What to do:
A – In the Fiji economy update, at which venue did Dr Kumar speak on Day 2 of the 2017 Pacific Update Conference?
B – Please quote the Fiji economy update word for word, everything from "He talked about" down to "be made better.".
C – Continue the Fiji economy update from the point where it stops.

Provided passage:
================

Dr Sunil Kumar, Senior Lecturer updates on Fiji Economy.
It is the private sector initiatives and private citizens of the country that create economy, said Dr Sunil Kumar, Senior Lecturer at The University of the South Pacific’s (USP) School of Economics.
Dr Kumar shared this message during Day 2 of the 2017 Pacific Update Conference on 21 June at Japan-Pacific ICT Multipurpose Theatre, Laucala Campus.
He talked about the Fijian economy, highlighting its Gross Domestic Product (GDP) growth trends and prospects, an analysis of the economic sectors, some challenges for the economy and provided some policy remarks.
He also argued on the policy gaps, what the data reflects and how these sectors could be made better.
Talking about the Fijian economy’s growth, Dr Kumar said that it is subdued at the moment partly due to Cyclone Winston last year, particularly in the the agricultural sector.
“But there are other sectors that are growing and tourism is one of them. Other sectors which are also growing need some kind of policy approach to make them work better,” Dr Kumar said.

================

Supplied information:
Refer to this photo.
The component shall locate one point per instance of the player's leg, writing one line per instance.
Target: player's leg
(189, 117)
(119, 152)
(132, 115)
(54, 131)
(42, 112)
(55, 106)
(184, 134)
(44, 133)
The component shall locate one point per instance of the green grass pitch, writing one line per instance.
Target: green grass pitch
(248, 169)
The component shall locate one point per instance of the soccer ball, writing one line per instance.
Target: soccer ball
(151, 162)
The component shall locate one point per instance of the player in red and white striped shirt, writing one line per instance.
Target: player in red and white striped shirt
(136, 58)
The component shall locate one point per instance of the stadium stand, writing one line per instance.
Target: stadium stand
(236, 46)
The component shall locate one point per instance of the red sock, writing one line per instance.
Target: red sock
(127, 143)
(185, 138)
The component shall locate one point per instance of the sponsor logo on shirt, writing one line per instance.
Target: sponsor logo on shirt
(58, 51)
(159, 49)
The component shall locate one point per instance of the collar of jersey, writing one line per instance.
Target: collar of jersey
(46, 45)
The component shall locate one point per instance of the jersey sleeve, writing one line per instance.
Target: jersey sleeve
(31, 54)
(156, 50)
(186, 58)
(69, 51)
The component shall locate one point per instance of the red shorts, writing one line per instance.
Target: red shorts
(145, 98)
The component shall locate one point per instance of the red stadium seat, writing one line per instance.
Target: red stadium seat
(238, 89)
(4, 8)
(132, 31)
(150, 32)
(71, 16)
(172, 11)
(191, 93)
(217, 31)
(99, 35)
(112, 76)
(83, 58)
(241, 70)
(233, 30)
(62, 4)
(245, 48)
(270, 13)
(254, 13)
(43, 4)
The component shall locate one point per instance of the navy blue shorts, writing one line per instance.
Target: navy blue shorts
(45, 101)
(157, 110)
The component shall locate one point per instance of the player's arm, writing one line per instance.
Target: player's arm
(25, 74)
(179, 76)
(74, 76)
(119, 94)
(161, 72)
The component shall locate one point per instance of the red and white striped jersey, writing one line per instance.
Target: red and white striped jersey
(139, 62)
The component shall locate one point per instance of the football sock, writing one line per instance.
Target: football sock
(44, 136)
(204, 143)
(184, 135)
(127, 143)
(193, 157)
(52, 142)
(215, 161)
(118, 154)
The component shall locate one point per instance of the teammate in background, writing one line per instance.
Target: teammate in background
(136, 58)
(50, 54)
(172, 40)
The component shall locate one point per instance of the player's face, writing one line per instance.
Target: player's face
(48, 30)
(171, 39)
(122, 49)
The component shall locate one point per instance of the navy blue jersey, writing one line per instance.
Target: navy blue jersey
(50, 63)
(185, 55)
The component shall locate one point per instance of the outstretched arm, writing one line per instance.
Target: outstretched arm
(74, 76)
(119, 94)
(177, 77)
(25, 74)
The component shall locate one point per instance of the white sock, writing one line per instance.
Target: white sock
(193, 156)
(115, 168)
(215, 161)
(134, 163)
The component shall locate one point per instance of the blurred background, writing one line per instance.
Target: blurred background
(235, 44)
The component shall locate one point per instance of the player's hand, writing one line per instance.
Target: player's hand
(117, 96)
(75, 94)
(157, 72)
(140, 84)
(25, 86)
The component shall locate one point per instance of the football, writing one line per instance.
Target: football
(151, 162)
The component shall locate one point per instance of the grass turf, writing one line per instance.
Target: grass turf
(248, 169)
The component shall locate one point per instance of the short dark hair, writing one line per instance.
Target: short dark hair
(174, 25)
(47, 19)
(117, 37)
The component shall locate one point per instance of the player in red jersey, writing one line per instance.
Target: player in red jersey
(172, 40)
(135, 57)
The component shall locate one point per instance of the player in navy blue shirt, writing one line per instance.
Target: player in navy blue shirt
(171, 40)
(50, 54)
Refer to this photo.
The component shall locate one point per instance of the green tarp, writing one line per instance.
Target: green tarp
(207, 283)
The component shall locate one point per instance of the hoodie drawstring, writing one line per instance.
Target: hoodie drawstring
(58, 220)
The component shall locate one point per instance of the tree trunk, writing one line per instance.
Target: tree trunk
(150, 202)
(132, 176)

================

Responses by item number:
A – The Japan-Pacific ICT Multipurpose Theatre, Laucala Campus.

B –
He talked about the Fijian economy, highlighting its Gross Domestic Product (GDP) growth trends and prospects, an analysis of the economic sectors, some challenges for the economy and provided some policy remarks.
He also argued on the policy gaps, what the data reflects and how these sectors could be made better.

C –
According to Dr Kumar, one of the major challenges faced by the Fijian economy is in the labour market where there are a number of productivity issues.
Dr Kumar is optimistic about the country’s economy. However, he stated that there are policy gaps that need to be addressed and if that is done well throughout, it requires a lot of interaction and discussions.
“We need experts to come together and discuss some of the policy matters to take much of our productive sectors forward,” he emphasised.
Dr Rup Singh, during his presentation at the Pacific Update 2017.
Another Senior Lecturer from the University, Dr Rup Singh presented on Urbanisation and Sustainable Development in Fiji and stressed that urbanisation is an area of research which has sought growing interest from geographers, socialists and economists, because, he added, it is something real and happening on a day to day basis around us.
There is a complete shift of thinking in terms of how we view urbanization, growth and development now compared to what we used to do in the past and this, he said, has excited mainstream economists.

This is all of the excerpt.